Entries for bounding box labeling:
-- Begin --
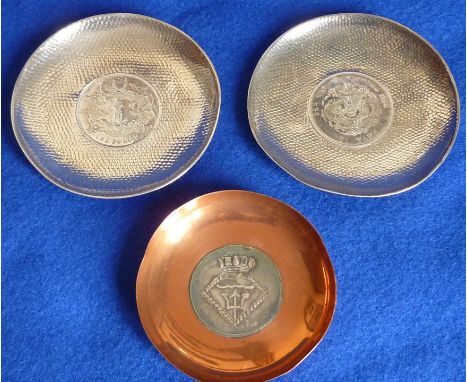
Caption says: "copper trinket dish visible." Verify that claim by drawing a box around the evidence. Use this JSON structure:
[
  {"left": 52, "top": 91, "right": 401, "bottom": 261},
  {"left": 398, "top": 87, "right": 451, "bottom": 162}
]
[{"left": 136, "top": 191, "right": 336, "bottom": 381}]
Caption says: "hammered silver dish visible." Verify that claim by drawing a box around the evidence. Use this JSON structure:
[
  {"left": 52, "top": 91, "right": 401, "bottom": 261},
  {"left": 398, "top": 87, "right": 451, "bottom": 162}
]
[
  {"left": 11, "top": 13, "right": 220, "bottom": 198},
  {"left": 248, "top": 14, "right": 460, "bottom": 196}
]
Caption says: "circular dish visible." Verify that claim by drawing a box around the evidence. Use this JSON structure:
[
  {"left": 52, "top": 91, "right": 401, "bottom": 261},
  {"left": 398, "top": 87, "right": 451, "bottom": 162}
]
[
  {"left": 11, "top": 13, "right": 220, "bottom": 198},
  {"left": 136, "top": 191, "right": 336, "bottom": 381},
  {"left": 248, "top": 14, "right": 460, "bottom": 196}
]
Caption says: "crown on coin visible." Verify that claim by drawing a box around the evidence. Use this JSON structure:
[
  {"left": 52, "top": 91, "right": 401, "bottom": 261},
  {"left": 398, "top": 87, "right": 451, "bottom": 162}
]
[{"left": 218, "top": 254, "right": 256, "bottom": 272}]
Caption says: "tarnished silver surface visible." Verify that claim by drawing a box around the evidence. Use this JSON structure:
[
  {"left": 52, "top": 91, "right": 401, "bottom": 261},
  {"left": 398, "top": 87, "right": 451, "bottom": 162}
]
[
  {"left": 12, "top": 13, "right": 220, "bottom": 198},
  {"left": 248, "top": 14, "right": 459, "bottom": 196},
  {"left": 190, "top": 245, "right": 281, "bottom": 337}
]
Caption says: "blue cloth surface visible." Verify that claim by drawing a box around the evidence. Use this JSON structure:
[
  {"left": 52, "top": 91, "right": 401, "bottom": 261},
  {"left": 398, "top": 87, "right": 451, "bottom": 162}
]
[{"left": 2, "top": 0, "right": 465, "bottom": 382}]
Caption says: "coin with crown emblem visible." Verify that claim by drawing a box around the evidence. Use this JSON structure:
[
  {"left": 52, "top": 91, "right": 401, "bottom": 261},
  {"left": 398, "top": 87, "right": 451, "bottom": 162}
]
[{"left": 136, "top": 190, "right": 336, "bottom": 382}]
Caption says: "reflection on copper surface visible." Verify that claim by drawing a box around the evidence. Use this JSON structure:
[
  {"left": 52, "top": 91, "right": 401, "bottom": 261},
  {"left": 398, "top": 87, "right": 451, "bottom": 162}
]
[{"left": 137, "top": 191, "right": 336, "bottom": 381}]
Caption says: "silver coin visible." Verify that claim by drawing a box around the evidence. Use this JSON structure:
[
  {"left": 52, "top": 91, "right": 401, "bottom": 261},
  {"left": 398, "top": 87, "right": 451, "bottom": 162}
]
[
  {"left": 76, "top": 73, "right": 159, "bottom": 147},
  {"left": 190, "top": 245, "right": 282, "bottom": 337},
  {"left": 308, "top": 73, "right": 393, "bottom": 146}
]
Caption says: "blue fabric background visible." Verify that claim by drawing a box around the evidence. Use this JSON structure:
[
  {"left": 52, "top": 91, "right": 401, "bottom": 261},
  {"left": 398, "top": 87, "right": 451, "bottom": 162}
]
[{"left": 2, "top": 0, "right": 465, "bottom": 382}]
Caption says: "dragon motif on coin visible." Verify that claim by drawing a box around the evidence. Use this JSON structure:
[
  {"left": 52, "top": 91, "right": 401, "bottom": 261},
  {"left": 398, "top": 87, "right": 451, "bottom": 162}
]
[
  {"left": 77, "top": 74, "right": 159, "bottom": 146},
  {"left": 309, "top": 73, "right": 392, "bottom": 146}
]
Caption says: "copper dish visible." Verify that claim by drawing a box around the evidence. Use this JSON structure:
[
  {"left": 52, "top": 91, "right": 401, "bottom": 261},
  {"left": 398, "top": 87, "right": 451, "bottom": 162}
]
[
  {"left": 136, "top": 191, "right": 336, "bottom": 381},
  {"left": 248, "top": 13, "right": 460, "bottom": 196},
  {"left": 11, "top": 13, "right": 221, "bottom": 198}
]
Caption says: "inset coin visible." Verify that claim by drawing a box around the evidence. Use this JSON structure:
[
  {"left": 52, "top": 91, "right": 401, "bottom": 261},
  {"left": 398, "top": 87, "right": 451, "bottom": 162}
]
[
  {"left": 11, "top": 13, "right": 221, "bottom": 198},
  {"left": 247, "top": 13, "right": 460, "bottom": 196},
  {"left": 190, "top": 245, "right": 281, "bottom": 337},
  {"left": 308, "top": 73, "right": 393, "bottom": 146},
  {"left": 76, "top": 73, "right": 159, "bottom": 147},
  {"left": 136, "top": 191, "right": 336, "bottom": 382}
]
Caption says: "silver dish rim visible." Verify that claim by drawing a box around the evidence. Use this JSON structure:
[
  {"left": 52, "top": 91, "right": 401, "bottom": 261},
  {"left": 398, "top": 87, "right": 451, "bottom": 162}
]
[
  {"left": 10, "top": 12, "right": 222, "bottom": 199},
  {"left": 247, "top": 12, "right": 460, "bottom": 198}
]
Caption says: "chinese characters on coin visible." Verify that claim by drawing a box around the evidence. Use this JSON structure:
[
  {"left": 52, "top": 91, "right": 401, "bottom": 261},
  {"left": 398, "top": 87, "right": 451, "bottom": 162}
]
[
  {"left": 308, "top": 72, "right": 393, "bottom": 146},
  {"left": 76, "top": 73, "right": 159, "bottom": 147},
  {"left": 190, "top": 245, "right": 281, "bottom": 337}
]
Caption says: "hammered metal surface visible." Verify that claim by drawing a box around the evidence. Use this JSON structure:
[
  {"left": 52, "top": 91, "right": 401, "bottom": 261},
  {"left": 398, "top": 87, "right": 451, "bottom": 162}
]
[
  {"left": 248, "top": 14, "right": 459, "bottom": 196},
  {"left": 12, "top": 14, "right": 220, "bottom": 197}
]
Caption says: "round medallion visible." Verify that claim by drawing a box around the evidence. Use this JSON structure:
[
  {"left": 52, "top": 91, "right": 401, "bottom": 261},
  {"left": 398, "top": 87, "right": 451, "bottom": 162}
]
[
  {"left": 190, "top": 245, "right": 281, "bottom": 337},
  {"left": 136, "top": 190, "right": 336, "bottom": 382},
  {"left": 76, "top": 73, "right": 159, "bottom": 147},
  {"left": 308, "top": 72, "right": 393, "bottom": 146},
  {"left": 11, "top": 13, "right": 221, "bottom": 198}
]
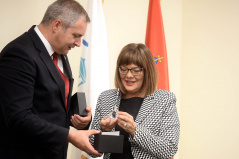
-- End --
**What needs to be done**
Which lines in the rows above contain the word "dish"? Copy every such line, matching case exactly.

**Final result**
Caption says: "copper trinket dish visible." Verify that claim by drawing a box around the evidence. Use this JSON structure:
Caption says: "hammered silver dish visible." Verify that claim by drawing a box around the evidence. Use this JSON structure:
Caption says: "circular dish visible." Verify that claim by drawing a box around the evidence. Use this JSON structure:
Caption says: "copper dish visible." Verify that claim by drawing a box around the evidence. Use this JSON structure:
Caption says: "silver dish rim visible." Verify that claim by drawing a box around the evidence. Use this JSON structure:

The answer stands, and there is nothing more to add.